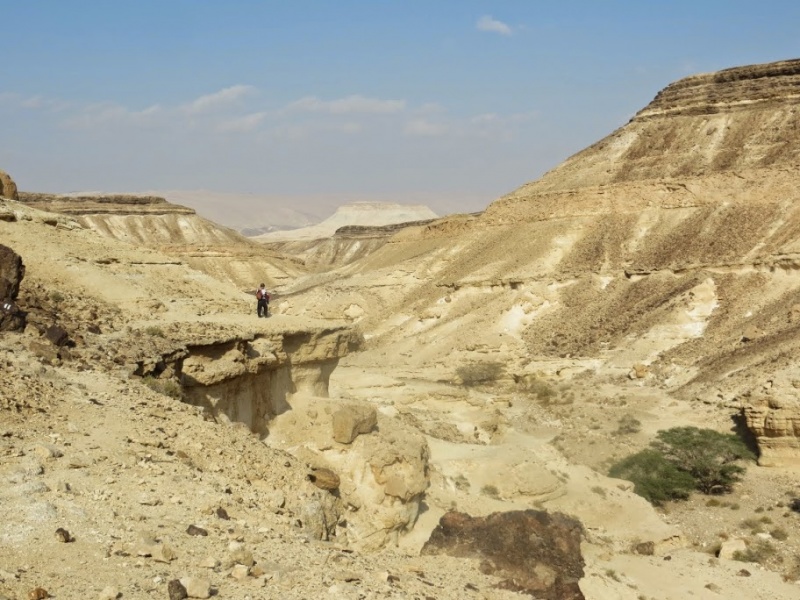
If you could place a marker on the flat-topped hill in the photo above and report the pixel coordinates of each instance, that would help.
(368, 214)
(739, 118)
(153, 222)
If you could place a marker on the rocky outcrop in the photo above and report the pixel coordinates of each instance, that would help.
(8, 189)
(531, 551)
(727, 121)
(775, 423)
(382, 472)
(11, 273)
(369, 214)
(99, 204)
(152, 222)
(325, 246)
(246, 378)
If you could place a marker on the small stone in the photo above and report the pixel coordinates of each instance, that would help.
(346, 576)
(197, 587)
(324, 479)
(275, 501)
(194, 530)
(158, 552)
(730, 547)
(176, 590)
(47, 451)
(209, 563)
(164, 553)
(645, 548)
(240, 572)
(109, 593)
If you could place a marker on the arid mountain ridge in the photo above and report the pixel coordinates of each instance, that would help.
(651, 276)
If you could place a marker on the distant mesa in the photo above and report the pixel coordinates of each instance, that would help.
(731, 120)
(363, 214)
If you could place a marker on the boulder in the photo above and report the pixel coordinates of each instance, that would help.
(325, 479)
(352, 420)
(729, 548)
(11, 273)
(12, 318)
(531, 551)
(8, 189)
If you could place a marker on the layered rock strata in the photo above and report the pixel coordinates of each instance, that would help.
(775, 422)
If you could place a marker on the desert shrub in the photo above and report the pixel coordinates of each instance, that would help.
(168, 387)
(541, 389)
(758, 552)
(654, 477)
(461, 482)
(628, 424)
(479, 373)
(683, 459)
(491, 491)
(707, 455)
(779, 533)
(754, 525)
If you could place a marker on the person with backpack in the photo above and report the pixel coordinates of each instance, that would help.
(263, 301)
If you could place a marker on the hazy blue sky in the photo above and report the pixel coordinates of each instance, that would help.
(453, 101)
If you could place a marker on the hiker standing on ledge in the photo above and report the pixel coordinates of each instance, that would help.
(263, 301)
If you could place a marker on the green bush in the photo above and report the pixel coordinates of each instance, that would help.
(479, 373)
(707, 455)
(628, 424)
(684, 459)
(654, 477)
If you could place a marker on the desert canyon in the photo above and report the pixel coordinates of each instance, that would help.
(432, 409)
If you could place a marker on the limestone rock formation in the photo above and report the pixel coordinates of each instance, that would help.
(358, 213)
(382, 473)
(531, 551)
(775, 423)
(352, 420)
(8, 189)
(11, 273)
(151, 221)
(731, 120)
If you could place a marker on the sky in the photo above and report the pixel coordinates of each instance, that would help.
(451, 103)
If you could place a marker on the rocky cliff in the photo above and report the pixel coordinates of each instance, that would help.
(671, 244)
(739, 118)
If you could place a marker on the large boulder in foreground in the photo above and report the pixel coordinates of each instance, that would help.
(8, 189)
(532, 551)
(11, 273)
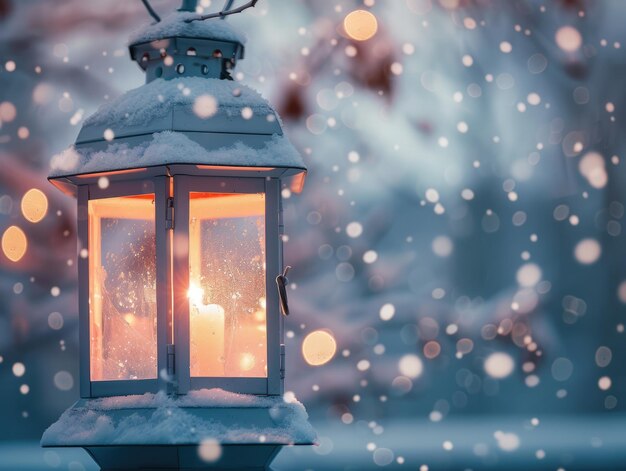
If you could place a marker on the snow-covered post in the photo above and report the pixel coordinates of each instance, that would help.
(182, 290)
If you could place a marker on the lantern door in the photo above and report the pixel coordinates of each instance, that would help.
(226, 256)
(122, 313)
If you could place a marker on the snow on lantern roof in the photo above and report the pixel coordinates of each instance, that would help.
(156, 99)
(174, 25)
(167, 148)
(158, 419)
(188, 120)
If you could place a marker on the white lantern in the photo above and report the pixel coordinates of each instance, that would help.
(180, 253)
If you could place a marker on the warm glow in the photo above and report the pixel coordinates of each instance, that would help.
(14, 243)
(568, 38)
(318, 348)
(122, 288)
(360, 25)
(227, 285)
(34, 205)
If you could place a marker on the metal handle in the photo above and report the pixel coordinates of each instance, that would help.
(282, 282)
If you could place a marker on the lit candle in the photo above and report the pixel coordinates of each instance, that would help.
(207, 339)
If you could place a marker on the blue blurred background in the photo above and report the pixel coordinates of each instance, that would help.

→ **Task to carry out**
Rewrite all the lines above with "pixel coordinates" changed to "point locations" everywhere and everything else kept the same. Leave out the pictures.

→ **Correct answer**
If you could place a marker on the flat-topped hill in the photo above and report the point locations of each instance, that would help.
(368, 214)
(739, 118)
(153, 222)
If you could place a marker on the rocky outcrop in the photo above and report the point locations of each instance, that would help.
(8, 189)
(531, 551)
(727, 121)
(775, 423)
(382, 472)
(11, 273)
(369, 214)
(99, 204)
(152, 222)
(325, 246)
(246, 378)
If you could place a marker on the small stone in the photo above and report the point locations of each instance, that would help.
(346, 576)
(197, 587)
(324, 479)
(275, 501)
(194, 530)
(158, 552)
(730, 547)
(176, 590)
(47, 451)
(209, 563)
(164, 553)
(645, 548)
(240, 572)
(109, 593)
If you could place a marker on the arid mountain ridge in the photo above and report the point locations of each instance, that would help.
(651, 276)
If you could place a marker on the distant mesa in the photo above and report the point locations of each instance, that would help.
(731, 120)
(363, 214)
If you could place a marker on the boulder in the photo above and report the point locations of each instance, that would help.
(325, 479)
(352, 420)
(729, 548)
(11, 273)
(12, 318)
(531, 551)
(8, 189)
If you could place a marker on the layered rock strata in the photo above and report the point locations of each instance, that would help.
(775, 422)
If you could place a marker on the desert shrub in the photo above and report the point locations of each instance, that would help.
(168, 387)
(541, 389)
(758, 552)
(654, 477)
(461, 482)
(628, 424)
(479, 373)
(683, 459)
(491, 491)
(707, 455)
(779, 533)
(754, 525)
If you could place a marker on the person with backpack in the photo above and report the point locations of each instance, that would help.
(263, 301)
If you could place a marker on the hazy blue sky in the photo above and report the point locations of each instance, that would help.
(453, 101)
If you could place a marker on the hiker standing on ledge in the photo above and report the point locations of each instance, that would help.
(263, 301)
If you could place a marker on the green bush in the photo above and report the point locations of each instance, that would help.
(479, 373)
(707, 455)
(628, 424)
(684, 459)
(654, 477)
If you could place a marker on the desert canyon in the photo above and report the point locations of each instance, that would help.
(432, 409)
If you could place a marker on the limestone rock formation in the photo above and report the point locations of each instance, that would help.
(358, 213)
(382, 473)
(531, 551)
(775, 423)
(352, 420)
(8, 189)
(11, 273)
(151, 221)
(731, 120)
If you could place a marker on the sky in the photo above and report the point locations of each instance, that would help.
(451, 103)
If you could place a marker on the rocky cliff in the photo above and report the point locations of each instance, that would help.
(671, 244)
(739, 118)
If you could place a marker on the large boulder in foreground in the photo above and report the point locations of each instance, that would help.
(8, 189)
(532, 551)
(11, 273)
If you could place a marker on the snow-covered post in the photo above and report the point locations of each instance, that would help.
(182, 290)
If you could place a marker on the lantern door in the photo above and report the point locations of each instance, that would help.
(226, 256)
(122, 313)
If you could place a marker on the snow on lantern roof in the photo above and report the point locations of each instance, that would help.
(156, 99)
(174, 25)
(167, 148)
(158, 419)
(188, 120)
If you could place a marker on the white lantern in the photo above and report the point locations of each instance, that would help.
(180, 253)
If you could place a marker on the warm glow in the photo above and report the point locations of each instance, that would help.
(14, 243)
(568, 38)
(318, 348)
(122, 288)
(360, 25)
(227, 285)
(34, 205)
If you could place a marker on the metal handle in the photo above and report the point locations of each instance, that would help.
(282, 282)
If you could place a marker on the lit candle in the photo above and report the point locations of each instance, that would help.
(207, 339)
If you could place a marker on the blue blurred background in the photo above and report the point locations of each instance, that would help.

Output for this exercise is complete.